Data listing:
=====
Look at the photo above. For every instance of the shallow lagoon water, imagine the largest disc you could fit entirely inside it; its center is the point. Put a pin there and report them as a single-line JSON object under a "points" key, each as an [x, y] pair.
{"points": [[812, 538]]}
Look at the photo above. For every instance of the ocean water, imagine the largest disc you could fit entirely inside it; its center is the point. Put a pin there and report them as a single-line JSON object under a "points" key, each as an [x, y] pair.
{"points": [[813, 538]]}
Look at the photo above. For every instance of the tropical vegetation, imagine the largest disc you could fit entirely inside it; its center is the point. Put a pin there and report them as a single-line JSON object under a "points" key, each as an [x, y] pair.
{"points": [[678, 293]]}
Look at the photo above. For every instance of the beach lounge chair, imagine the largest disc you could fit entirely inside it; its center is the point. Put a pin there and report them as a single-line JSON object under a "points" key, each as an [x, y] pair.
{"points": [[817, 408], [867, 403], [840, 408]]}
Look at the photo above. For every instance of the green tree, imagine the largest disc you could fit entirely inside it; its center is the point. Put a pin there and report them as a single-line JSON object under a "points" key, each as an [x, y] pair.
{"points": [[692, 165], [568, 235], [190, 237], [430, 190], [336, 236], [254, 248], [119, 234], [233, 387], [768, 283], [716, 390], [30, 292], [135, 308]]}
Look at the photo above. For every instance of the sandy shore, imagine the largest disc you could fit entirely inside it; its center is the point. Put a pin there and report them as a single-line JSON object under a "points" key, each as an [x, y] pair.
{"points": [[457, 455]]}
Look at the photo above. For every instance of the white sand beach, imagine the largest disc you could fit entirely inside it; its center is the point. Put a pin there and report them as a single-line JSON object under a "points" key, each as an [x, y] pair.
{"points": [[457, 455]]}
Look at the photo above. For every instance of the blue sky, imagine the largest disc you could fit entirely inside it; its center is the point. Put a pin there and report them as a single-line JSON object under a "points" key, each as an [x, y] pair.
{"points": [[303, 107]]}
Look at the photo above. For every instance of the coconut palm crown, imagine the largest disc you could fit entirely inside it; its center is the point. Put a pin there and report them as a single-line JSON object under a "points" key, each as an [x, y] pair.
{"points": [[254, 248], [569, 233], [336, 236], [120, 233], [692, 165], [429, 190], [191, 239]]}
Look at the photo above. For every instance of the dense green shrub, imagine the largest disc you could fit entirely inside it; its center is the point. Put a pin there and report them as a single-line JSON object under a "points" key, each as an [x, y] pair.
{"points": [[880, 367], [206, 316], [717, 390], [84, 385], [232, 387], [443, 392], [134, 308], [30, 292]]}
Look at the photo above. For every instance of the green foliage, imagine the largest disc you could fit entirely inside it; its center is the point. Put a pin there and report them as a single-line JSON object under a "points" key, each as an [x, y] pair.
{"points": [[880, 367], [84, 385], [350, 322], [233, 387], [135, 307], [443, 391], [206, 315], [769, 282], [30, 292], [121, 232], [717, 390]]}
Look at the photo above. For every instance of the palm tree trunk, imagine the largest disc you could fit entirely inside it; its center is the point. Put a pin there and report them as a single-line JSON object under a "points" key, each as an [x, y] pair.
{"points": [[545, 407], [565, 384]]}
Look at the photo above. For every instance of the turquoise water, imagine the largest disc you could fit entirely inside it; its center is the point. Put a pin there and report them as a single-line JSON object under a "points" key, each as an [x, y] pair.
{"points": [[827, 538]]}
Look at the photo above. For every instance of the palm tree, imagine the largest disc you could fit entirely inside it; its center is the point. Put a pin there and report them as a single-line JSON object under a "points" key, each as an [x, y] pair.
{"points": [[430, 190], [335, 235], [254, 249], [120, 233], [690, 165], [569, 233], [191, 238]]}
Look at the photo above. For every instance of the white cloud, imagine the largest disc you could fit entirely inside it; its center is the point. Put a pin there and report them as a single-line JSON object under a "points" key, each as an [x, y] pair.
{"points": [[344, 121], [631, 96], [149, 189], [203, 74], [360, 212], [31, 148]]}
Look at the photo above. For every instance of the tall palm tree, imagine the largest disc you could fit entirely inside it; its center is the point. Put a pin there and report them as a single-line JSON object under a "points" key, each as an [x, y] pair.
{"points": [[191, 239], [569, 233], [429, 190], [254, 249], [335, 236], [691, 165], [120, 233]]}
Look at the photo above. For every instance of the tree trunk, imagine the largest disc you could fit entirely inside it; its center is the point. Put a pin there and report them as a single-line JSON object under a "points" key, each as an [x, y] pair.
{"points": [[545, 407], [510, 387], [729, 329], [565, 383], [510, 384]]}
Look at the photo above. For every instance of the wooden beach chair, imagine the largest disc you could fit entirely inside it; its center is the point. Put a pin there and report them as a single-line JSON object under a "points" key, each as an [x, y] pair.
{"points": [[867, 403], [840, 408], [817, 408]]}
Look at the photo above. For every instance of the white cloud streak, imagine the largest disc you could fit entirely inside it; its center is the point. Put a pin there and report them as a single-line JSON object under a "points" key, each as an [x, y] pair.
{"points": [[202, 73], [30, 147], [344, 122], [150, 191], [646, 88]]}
=====
Can you give every line above again, exactly as written?

Look at the photo above. For every instance of the shallow lagoon water, imagine the largest disc you could fit entirely inside it; its center is the point. Put a pin there and report them as a single-line JSON object under a "points" key, each as an [x, y] pair.
{"points": [[812, 538]]}
Look at the photo above. For every instance of the ocean water, imagine the largest disc you could fit entirely inside it; its center is the point. Put a pin there and report them as a single-line JSON object under a "points" key, each as an [x, y] pair.
{"points": [[813, 538]]}
Look at the photo above. For every instance of the tropical vegetation, imagine the largest disc you could fit entirely inside it; its center is the point. Put a pin there and report them as a single-line JSON object under a "points" key, each as an [x, y] pair.
{"points": [[678, 293]]}
Look at the photo above. For every instance of the beach lounge chair, imagine the largest disc you could fit entirely inside it; its center is the point. Put a pin there and report them as a single-line JSON object under a "points" key, each as an [x, y] pair.
{"points": [[817, 408], [867, 403], [840, 408]]}
Look at the photo above. For every instance of the green tree, imagine the largest disc you could fit entirely inside it; its center is the point. Put a pin there and report them as a single-line JSON object under a "points" key, each as an [x, y] pair.
{"points": [[692, 165], [568, 235], [190, 237], [430, 190], [336, 236], [254, 248], [119, 234], [233, 387], [768, 283], [716, 390], [30, 292], [135, 308]]}
Look at the photo above. For every instance of the sandy shore, imagine the largest disc you could fit entirely inside it; its center is the point. Put a pin there and report them as a single-line JSON object under a "points" key, each as an [x, y] pair.
{"points": [[457, 455]]}
Look at the photo above. For every instance of the white sand beach, imagine the largest disc you could fit entirely inside it; its center is the point. Put a pin there and report them as a single-line JSON object under a "points" key, each as an [x, y] pair.
{"points": [[457, 455]]}
Look at the photo above. For every instance of the blue sky, imagine the largest disc you could fit entirely inside it; its center is the point. Put a pin there and report them as a single-line JSON object under a "points" key, each as an [x, y] pair.
{"points": [[303, 107]]}
Look at the photo above. For every instance of the coconut palm crown, imagine the largest disc you could fit entirely inside it; its center is the point. Put a pin there and report them as a single-line JSON object under a "points" key, each as an [x, y] pair.
{"points": [[254, 248], [569, 233], [336, 236], [120, 233], [692, 165], [429, 190], [191, 239]]}
Look at the photo above. For every instance of the dense green shrub, imagine the largest disc you could fit entirely inside it; its center is the point. Put a pin there and report them as a single-line JSON object under a "points" key, each as an [x, y] pair.
{"points": [[880, 367], [206, 316], [717, 390], [84, 385], [232, 387], [443, 392], [134, 308], [30, 292]]}
Look at the photo above. For every instance of the green foliage, imagine the largest disc you could fit entirely inside it; its center is the point. Put a pin there and report them as a single-line JSON object under a "points" key, each as an [x, y] pair.
{"points": [[880, 367], [84, 385], [350, 322], [233, 387], [135, 307], [443, 391], [206, 315], [769, 282], [30, 292], [121, 232], [717, 390]]}
Look at the photo above. For every instance of the palm tree trunk, imagine the largest disc you could fit entirely inside it; its center is the point. Put a pin there and report them as a single-line JSON object under a "points" key, each as an [x, y] pair.
{"points": [[545, 407], [565, 384]]}
Look at the photo above. For every instance of the turquoise water, imagine the largest disc you could fit entirely inside it; its center is the point. Put a pin there and report them as a single-line JSON object under a "points" key, each as an [x, y] pair.
{"points": [[827, 538]]}
Look at the photo above. For every instance of the palm tree, imagine the largest disc you could fit entirely inside it; its center is the point. Put a pin there and report them as a single-line JSON object under a "points" key, each as an [x, y] pair.
{"points": [[430, 190], [335, 235], [254, 249], [120, 233], [690, 165], [569, 233], [191, 238]]}
Look at the photo above. For every instance of the white cloud, imagine the largest disc you could fit entirely inside it; its center is the point. Put a pin there and report them as a single-line JSON object under a "points" key, each as an [x, y] pair.
{"points": [[344, 121], [631, 96], [149, 189], [203, 74], [360, 212], [31, 148]]}
Look at the photo above. For every instance of the tall palm tree, imagine the largest disc you could fit entirely inside it; its center is the point. Put a pin there and report them as a single-line JSON object under a "points" key, each as an [x, y] pair.
{"points": [[191, 239], [569, 233], [429, 190], [254, 249], [335, 236], [691, 165], [120, 233]]}
Look at the photo above. For every instance of the tree trunk, imagine the largest disc you could fit entirely inside it; its center is the point. Put a pin there and report them as a single-line JSON object under a "points" key, each as an [x, y] pair.
{"points": [[545, 407], [510, 387], [729, 329], [565, 383], [510, 384]]}
Look at the photo above. For every instance of the wooden beach chair, imagine the largest disc you could fit entirely inside it; its center is the point. Put a pin there and report them as a single-line JSON object under a "points" key, each as an [x, y] pair.
{"points": [[867, 403], [840, 408], [817, 408]]}
Look at the photo above. For every instance of the white cloud streak, imagine the largest disc you could fit entirely inside it; its center is the point. Put a pin there and report them as a single-line JSON object under a "points" key, each as an [x, y] pair.
{"points": [[202, 73], [30, 147], [344, 122], [150, 191], [646, 88]]}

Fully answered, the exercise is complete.